■ Exercise task ■
Count the lines in the material below that contain the word "horse", and reply with that number alone.
** start of Record excerpts **
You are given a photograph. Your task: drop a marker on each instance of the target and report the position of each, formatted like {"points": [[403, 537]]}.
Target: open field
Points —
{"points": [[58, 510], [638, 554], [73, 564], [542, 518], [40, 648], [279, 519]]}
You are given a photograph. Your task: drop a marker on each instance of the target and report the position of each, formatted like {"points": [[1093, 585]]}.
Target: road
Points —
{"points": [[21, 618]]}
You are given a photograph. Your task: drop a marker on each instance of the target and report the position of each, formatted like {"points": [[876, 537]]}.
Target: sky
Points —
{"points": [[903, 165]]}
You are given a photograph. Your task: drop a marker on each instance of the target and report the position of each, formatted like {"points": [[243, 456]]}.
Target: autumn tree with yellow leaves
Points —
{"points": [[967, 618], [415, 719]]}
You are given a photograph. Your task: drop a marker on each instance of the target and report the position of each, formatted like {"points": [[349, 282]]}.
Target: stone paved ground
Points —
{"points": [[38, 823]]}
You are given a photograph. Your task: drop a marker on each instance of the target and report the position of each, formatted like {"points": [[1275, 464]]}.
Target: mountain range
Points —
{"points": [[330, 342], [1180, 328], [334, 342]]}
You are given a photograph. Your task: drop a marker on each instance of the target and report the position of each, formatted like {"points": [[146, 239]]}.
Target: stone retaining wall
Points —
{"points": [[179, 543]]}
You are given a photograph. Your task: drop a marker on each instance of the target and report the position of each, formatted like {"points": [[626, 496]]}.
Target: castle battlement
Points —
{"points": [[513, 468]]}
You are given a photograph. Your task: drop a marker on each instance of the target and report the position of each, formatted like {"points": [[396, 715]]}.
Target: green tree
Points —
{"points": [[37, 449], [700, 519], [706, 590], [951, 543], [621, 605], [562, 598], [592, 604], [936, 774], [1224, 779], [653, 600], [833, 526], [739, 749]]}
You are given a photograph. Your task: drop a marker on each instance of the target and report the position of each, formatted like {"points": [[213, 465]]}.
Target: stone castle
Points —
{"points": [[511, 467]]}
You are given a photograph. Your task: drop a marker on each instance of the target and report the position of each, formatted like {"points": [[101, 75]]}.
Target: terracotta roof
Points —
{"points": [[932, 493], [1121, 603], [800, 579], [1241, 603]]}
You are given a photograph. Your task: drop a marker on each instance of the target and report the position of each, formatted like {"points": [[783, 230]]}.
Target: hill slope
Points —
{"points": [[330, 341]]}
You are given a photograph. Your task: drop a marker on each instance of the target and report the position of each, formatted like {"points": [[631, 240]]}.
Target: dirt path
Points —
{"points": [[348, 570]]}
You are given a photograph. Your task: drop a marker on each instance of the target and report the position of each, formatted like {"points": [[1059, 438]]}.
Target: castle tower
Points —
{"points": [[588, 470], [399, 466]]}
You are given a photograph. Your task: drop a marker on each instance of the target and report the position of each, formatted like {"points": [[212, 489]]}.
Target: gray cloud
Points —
** end of Record excerpts **
** start of Record excerpts **
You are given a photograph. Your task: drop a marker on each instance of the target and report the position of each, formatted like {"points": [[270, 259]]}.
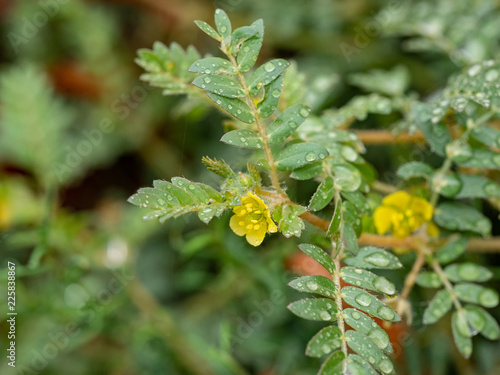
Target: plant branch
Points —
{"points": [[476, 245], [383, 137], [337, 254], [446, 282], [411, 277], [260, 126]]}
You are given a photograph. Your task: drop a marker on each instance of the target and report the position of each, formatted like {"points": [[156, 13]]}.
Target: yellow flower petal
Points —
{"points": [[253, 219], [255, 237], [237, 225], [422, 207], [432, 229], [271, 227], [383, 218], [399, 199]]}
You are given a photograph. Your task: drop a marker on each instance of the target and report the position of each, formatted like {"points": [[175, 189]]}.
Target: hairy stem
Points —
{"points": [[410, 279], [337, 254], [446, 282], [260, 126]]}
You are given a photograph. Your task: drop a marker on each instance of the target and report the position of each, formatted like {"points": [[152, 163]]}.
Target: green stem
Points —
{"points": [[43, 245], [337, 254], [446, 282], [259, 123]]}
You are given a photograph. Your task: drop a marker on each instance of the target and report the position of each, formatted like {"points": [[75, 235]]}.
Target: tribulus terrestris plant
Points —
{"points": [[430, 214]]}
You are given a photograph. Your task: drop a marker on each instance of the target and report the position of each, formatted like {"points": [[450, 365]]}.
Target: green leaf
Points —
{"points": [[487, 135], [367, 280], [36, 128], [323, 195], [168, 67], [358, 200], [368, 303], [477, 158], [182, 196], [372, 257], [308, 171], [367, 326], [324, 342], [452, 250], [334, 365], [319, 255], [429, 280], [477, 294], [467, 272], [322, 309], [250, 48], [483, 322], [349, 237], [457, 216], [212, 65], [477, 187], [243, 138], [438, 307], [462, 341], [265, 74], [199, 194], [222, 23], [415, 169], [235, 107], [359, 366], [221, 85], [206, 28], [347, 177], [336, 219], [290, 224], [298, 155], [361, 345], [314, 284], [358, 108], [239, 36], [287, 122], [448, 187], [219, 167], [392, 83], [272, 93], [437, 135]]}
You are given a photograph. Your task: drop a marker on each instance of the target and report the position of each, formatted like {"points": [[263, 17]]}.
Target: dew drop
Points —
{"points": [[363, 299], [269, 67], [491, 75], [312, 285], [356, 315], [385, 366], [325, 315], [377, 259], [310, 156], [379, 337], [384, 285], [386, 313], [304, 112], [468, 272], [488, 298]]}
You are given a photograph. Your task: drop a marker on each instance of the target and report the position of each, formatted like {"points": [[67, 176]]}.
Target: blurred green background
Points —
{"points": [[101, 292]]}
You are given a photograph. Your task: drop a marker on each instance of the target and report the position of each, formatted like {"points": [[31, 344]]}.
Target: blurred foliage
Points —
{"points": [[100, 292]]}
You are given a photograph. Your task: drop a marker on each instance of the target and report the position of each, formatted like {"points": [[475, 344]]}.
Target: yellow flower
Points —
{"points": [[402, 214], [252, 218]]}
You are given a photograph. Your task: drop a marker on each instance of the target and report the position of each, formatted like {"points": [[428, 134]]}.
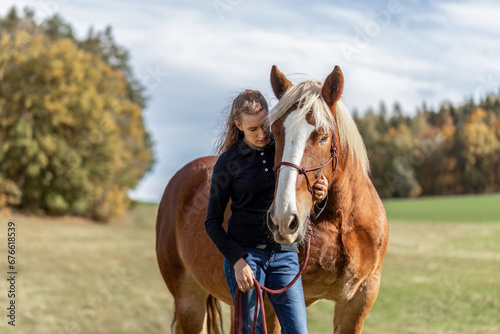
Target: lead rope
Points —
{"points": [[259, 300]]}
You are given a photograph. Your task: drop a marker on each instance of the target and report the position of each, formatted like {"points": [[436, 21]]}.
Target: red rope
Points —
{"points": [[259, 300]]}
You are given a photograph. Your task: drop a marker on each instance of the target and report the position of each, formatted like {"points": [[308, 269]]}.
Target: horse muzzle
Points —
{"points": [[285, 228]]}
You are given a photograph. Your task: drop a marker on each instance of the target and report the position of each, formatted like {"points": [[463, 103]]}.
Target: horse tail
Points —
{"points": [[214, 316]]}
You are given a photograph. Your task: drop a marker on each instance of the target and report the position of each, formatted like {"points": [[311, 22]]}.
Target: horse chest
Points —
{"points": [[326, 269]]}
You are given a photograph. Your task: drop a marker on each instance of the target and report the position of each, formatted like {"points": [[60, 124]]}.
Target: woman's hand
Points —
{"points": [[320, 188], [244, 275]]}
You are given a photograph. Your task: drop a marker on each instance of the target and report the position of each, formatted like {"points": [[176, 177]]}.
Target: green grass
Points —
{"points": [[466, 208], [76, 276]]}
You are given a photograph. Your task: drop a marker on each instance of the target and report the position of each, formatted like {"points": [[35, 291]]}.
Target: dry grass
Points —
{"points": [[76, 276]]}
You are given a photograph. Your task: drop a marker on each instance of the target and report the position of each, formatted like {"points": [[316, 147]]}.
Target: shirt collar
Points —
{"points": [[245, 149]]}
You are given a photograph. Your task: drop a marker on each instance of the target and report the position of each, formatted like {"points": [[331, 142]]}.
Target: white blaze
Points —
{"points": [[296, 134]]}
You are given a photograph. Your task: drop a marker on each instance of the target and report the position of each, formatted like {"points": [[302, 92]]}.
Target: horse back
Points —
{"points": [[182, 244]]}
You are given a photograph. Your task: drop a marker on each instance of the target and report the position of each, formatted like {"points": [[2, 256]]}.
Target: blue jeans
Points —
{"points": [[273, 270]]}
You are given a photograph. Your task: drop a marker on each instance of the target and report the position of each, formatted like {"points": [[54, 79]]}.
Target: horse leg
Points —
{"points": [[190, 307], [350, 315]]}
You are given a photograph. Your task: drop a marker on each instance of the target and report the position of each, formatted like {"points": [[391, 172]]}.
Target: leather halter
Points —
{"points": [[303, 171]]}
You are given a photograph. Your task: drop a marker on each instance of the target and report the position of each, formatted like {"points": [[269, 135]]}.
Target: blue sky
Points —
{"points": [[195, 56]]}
** end of Record excerpts **
** start of Record excerpts **
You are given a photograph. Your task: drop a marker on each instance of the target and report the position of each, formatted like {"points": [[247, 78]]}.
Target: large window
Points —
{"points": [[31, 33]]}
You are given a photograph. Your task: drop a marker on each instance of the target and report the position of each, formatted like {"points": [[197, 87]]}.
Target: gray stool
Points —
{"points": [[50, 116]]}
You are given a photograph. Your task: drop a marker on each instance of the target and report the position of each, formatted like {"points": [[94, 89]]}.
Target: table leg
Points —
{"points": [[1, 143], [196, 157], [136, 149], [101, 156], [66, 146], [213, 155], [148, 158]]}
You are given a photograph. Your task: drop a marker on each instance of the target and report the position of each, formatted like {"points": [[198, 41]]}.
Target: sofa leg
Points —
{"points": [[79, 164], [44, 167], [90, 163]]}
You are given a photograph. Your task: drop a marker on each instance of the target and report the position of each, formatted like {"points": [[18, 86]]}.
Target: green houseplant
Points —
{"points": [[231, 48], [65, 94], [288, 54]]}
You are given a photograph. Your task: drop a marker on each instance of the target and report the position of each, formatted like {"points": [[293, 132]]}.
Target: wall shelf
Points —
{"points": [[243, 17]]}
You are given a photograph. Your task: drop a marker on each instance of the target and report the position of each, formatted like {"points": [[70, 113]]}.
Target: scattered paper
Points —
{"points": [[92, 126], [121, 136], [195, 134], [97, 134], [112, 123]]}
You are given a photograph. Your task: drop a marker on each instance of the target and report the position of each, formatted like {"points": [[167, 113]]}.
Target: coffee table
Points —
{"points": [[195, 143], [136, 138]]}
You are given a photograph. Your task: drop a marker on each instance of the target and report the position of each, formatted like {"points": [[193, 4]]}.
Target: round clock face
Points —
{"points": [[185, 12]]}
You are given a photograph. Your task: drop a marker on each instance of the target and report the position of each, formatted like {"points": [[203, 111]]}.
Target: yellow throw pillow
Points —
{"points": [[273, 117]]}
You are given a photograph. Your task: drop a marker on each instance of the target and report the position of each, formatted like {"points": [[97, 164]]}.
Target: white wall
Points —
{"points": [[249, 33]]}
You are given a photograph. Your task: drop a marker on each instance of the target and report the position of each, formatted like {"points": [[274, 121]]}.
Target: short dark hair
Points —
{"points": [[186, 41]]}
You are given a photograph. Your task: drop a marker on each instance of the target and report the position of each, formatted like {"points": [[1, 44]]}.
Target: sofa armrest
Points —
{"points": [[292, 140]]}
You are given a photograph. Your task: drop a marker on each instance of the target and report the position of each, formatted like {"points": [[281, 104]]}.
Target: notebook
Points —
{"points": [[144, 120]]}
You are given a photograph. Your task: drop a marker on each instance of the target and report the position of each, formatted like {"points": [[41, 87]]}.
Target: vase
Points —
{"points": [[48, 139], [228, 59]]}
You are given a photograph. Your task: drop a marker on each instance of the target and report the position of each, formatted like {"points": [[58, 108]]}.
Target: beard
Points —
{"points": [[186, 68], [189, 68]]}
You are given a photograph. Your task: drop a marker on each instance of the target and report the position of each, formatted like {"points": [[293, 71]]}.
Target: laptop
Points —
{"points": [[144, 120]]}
** end of Record excerpts **
■ Task answer ■
5